Given instruction:
Identify the line that contains "the spectator with" in the material. Output it and every line after it, unchanged, through the end.
[Begin Supplied data]
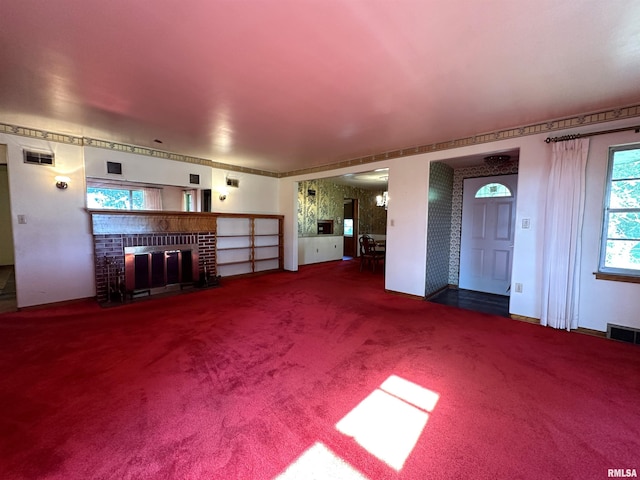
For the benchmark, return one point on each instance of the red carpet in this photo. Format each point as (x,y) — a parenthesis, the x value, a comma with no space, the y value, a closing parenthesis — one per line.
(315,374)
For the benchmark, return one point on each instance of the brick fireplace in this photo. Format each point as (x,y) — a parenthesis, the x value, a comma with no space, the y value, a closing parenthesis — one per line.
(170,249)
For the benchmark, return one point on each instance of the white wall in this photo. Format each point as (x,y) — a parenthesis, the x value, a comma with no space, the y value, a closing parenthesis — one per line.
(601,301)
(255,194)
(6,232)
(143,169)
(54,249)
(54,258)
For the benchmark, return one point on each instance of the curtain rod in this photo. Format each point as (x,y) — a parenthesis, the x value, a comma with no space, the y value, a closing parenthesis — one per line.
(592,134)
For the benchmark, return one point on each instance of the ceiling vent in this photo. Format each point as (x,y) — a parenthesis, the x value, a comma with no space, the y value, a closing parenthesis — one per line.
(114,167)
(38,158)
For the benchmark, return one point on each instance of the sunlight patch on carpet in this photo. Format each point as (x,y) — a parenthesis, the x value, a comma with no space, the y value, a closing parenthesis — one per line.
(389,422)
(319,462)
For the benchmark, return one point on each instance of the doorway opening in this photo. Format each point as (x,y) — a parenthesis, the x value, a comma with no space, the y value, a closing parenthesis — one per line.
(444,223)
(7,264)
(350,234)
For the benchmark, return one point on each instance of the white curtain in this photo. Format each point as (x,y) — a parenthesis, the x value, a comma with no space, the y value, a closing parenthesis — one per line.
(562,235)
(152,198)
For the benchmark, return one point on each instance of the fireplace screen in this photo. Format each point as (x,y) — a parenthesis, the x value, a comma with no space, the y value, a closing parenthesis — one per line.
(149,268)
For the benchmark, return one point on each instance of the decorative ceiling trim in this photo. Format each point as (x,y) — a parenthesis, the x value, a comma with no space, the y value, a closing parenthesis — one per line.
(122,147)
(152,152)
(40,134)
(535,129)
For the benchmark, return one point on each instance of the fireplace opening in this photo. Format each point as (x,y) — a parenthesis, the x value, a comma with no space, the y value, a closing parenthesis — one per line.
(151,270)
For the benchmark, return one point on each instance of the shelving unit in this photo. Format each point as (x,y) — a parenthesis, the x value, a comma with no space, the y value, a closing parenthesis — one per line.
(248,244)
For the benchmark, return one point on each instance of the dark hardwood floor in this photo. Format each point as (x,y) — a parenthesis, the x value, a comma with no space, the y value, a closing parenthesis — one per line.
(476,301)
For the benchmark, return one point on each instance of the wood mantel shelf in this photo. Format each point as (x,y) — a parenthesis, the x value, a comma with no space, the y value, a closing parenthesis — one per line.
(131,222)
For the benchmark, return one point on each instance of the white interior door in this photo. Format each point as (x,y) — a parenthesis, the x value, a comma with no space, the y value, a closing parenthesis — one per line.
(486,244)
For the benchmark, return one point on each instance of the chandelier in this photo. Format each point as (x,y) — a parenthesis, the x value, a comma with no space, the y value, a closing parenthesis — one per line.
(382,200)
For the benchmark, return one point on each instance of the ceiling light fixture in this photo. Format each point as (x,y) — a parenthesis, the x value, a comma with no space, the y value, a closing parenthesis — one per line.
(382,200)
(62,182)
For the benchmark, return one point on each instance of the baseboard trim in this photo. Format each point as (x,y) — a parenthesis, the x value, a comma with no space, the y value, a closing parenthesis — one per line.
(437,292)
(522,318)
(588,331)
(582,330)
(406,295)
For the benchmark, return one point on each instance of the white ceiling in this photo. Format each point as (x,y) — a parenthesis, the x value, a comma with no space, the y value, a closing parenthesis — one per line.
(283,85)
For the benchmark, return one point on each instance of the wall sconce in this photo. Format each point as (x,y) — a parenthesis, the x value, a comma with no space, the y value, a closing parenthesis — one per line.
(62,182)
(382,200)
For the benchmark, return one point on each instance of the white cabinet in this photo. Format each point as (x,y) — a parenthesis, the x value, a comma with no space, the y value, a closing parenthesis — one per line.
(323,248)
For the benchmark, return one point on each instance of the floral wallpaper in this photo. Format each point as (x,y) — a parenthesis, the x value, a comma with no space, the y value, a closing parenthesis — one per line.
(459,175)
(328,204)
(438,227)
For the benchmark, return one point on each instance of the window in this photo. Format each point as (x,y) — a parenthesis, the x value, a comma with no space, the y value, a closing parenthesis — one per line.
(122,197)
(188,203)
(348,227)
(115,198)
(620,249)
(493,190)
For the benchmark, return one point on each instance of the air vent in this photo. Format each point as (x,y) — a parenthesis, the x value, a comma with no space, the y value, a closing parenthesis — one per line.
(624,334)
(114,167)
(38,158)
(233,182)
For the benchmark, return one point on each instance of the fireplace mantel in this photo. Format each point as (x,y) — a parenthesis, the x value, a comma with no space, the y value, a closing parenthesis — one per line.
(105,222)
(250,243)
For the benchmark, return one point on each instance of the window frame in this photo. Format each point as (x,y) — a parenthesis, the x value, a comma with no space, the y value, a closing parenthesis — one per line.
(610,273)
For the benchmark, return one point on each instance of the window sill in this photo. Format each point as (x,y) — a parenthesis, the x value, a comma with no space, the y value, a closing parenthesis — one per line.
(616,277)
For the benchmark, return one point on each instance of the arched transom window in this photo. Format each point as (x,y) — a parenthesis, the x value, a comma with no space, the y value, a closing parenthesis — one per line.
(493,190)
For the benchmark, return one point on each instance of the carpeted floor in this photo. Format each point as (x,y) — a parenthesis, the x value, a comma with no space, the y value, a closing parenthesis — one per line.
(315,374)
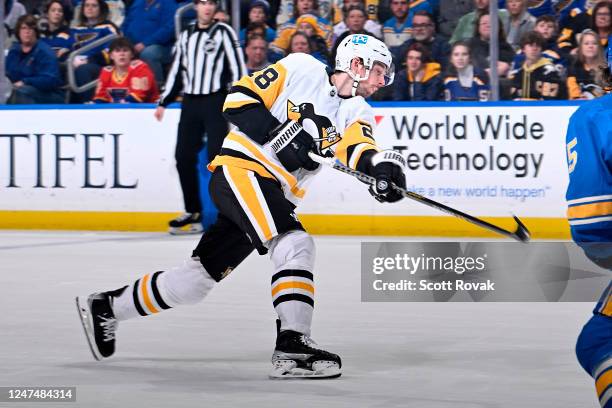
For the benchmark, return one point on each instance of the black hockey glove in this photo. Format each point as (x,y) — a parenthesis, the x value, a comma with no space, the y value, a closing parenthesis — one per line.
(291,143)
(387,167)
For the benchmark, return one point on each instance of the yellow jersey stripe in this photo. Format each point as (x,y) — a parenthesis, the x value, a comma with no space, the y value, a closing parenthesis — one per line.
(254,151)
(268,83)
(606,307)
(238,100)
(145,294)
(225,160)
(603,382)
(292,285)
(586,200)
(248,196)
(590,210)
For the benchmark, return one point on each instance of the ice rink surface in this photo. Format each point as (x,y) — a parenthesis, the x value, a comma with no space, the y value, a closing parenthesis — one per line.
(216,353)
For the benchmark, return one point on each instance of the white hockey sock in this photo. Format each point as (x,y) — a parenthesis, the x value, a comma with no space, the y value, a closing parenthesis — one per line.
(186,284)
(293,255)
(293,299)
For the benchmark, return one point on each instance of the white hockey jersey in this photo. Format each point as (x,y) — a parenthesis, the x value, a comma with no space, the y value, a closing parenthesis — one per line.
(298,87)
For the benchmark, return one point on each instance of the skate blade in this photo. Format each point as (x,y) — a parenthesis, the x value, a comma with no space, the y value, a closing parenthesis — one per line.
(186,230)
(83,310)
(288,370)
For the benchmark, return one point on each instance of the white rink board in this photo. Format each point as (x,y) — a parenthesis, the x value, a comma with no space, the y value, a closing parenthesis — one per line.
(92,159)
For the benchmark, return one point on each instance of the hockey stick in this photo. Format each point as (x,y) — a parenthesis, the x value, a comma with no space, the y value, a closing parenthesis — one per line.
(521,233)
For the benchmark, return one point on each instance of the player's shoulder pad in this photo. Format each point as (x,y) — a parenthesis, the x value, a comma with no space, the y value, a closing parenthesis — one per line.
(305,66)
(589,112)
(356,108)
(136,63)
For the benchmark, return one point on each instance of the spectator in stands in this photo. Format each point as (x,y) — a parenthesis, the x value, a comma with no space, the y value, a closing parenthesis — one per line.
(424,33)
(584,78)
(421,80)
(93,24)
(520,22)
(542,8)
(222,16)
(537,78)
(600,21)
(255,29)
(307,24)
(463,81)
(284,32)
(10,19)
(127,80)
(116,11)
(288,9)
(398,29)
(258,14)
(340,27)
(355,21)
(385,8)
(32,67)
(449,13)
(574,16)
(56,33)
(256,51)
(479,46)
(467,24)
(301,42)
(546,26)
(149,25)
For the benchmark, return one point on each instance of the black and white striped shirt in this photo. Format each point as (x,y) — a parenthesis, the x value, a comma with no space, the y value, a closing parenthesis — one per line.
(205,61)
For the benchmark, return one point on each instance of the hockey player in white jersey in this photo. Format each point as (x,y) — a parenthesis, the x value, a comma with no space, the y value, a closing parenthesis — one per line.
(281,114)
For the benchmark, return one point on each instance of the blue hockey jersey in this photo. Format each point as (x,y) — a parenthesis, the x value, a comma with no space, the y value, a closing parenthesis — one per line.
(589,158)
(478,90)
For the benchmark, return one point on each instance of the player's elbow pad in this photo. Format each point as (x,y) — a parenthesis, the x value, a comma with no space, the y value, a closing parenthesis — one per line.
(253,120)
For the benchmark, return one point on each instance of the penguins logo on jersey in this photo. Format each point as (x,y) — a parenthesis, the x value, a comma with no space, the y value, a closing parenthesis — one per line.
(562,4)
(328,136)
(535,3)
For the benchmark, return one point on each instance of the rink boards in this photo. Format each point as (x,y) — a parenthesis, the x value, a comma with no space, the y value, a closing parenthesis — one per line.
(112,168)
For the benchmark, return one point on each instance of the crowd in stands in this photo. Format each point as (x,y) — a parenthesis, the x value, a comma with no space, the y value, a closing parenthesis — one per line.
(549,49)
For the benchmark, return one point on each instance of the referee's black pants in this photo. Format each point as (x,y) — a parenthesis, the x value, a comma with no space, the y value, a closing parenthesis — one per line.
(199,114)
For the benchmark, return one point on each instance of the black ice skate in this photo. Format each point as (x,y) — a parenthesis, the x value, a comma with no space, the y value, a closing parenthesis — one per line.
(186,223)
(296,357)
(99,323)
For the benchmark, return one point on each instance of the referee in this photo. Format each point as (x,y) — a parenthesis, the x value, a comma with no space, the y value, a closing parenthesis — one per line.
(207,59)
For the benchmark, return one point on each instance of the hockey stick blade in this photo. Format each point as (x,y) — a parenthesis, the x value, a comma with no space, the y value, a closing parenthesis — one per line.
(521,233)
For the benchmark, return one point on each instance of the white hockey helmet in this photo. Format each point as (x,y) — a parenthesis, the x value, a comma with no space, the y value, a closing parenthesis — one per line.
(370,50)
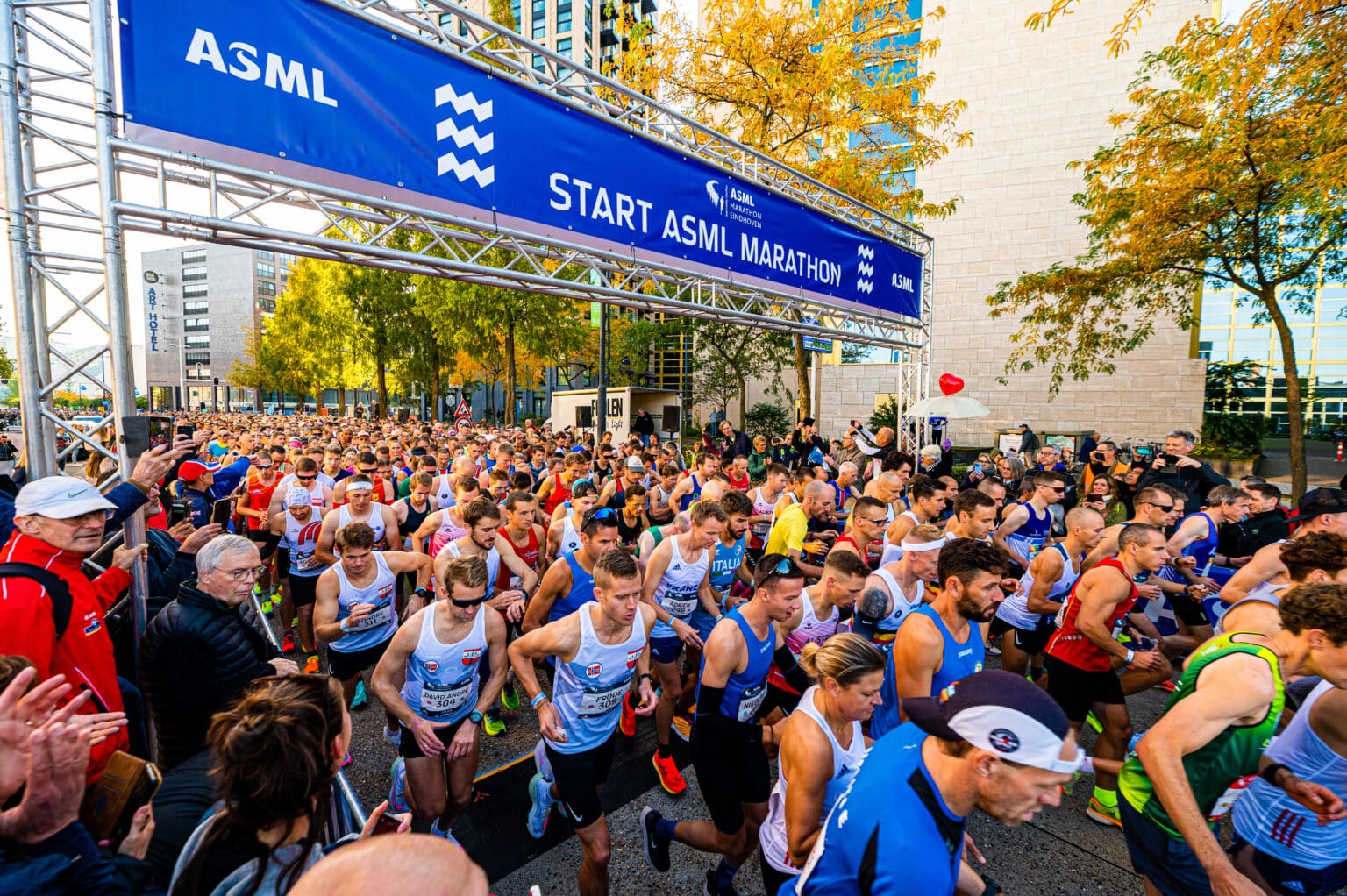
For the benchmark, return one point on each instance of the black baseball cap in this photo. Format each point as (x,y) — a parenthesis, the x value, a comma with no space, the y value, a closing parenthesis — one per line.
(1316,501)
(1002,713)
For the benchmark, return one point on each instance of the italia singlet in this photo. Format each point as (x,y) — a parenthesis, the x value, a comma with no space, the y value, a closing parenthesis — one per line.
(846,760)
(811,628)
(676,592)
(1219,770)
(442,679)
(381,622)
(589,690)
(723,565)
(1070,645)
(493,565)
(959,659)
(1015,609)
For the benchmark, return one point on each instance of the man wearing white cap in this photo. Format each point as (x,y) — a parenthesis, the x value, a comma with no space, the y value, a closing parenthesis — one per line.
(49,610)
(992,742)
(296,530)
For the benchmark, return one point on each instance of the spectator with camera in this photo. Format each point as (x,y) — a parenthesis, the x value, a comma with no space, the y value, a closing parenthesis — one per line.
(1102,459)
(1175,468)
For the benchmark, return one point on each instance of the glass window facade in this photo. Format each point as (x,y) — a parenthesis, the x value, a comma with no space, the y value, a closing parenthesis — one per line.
[End Supplied data]
Result of this task:
For the benchmark, return one point on each instance of the spectator with camera in this photo. Format each point as (x,y) — a parenthesis, the x value, a comma with no space, the y value, a closing parenthesis — one per line.
(1102,459)
(1175,468)
For the benchmark, return one point on each instance of the glass window facade in this photo. Format each point as (x,y) — a parenthesis, the x value, a comma with no space, the y value, a closing parenthesis — one per line.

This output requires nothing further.